**WHAT YOU WILL DO:** Could you restate all of the entries, word for word?

....................

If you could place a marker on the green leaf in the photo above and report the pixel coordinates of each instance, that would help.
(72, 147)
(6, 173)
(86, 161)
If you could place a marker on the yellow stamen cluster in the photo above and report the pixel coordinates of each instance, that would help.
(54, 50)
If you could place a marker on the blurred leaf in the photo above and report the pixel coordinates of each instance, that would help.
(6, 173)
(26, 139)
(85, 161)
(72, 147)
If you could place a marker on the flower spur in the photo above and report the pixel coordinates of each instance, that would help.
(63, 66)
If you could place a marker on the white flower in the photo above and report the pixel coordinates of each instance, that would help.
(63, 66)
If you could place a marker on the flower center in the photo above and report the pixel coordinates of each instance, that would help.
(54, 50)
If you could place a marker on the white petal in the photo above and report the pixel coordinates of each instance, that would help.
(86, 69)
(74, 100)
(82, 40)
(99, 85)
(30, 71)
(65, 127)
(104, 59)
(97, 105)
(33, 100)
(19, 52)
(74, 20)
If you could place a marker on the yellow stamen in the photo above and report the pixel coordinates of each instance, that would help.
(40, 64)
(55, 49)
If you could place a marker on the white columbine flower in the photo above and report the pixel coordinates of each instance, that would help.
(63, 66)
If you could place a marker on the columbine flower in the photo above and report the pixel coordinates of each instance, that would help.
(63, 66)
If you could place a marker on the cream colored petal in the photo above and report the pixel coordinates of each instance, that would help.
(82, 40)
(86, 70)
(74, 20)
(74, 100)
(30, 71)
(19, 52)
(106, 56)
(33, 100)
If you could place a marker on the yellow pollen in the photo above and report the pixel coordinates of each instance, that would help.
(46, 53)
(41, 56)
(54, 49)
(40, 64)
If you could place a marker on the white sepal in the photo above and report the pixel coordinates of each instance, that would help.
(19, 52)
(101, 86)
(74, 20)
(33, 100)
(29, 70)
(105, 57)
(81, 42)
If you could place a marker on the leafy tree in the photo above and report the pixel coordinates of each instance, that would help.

....................

**RESPONSE TO THIS EXERCISE:**
If you could place a marker on the green leaf in the photo above and report the pixel coordinates of each instance, that would help.
(72, 147)
(6, 173)
(86, 161)
If you could place a marker on the yellow stamen cluster in the photo above and report the pixel coordinates of each instance, that would help.
(54, 50)
If you could place a marker on the blurred leaf in the photo above and report the pixel coordinates of each instance, that would help.
(6, 173)
(26, 139)
(85, 161)
(72, 147)
If you could place a marker on the flower spur in the photo above and report the pixel coordinates of each instance, that would help.
(63, 66)
If you could place a marker on the white flower in the photo above and report the pixel coordinates of each instance, that would help.
(63, 66)
If you could place a marker on the flower center in the photo above and report the pixel coordinates of each instance, that would help.
(54, 50)
If you could place a marker on the white petal in the photo above and report the pixel coordinates of each instance, that would help.
(86, 69)
(74, 100)
(82, 40)
(99, 85)
(30, 71)
(65, 127)
(104, 59)
(97, 105)
(33, 100)
(19, 52)
(74, 20)
If you could place a marker on the yellow stamen in the photo above and report the pixel coordinates of each instance, that would help.
(40, 64)
(55, 49)
If you could place a marker on the white columbine flower in the photo above and report the pixel coordinates of each instance, that would help.
(63, 66)
If you could place a marker on the columbine flower in the photo above and report the pixel coordinates of each instance, that would help.
(63, 66)
If you could place a marker on the cream colored petal in the photo above and report the pixel coordinates of each instance, that would help.
(82, 40)
(86, 70)
(74, 20)
(74, 100)
(30, 71)
(19, 52)
(106, 56)
(33, 100)
If you could place a marker on the yellow pollen in the photo above and report the pixel coordinates of each instance, that would help.
(46, 53)
(41, 56)
(54, 49)
(40, 64)
If you could place a marker on the white sepal in the photo above and report the pixel coordinates of each instance, that would help.
(19, 52)
(101, 86)
(74, 20)
(33, 100)
(29, 70)
(105, 57)
(81, 42)
If you could place a marker on the leafy tree in the photo above and report the pixel coordinates of each instance, that would help.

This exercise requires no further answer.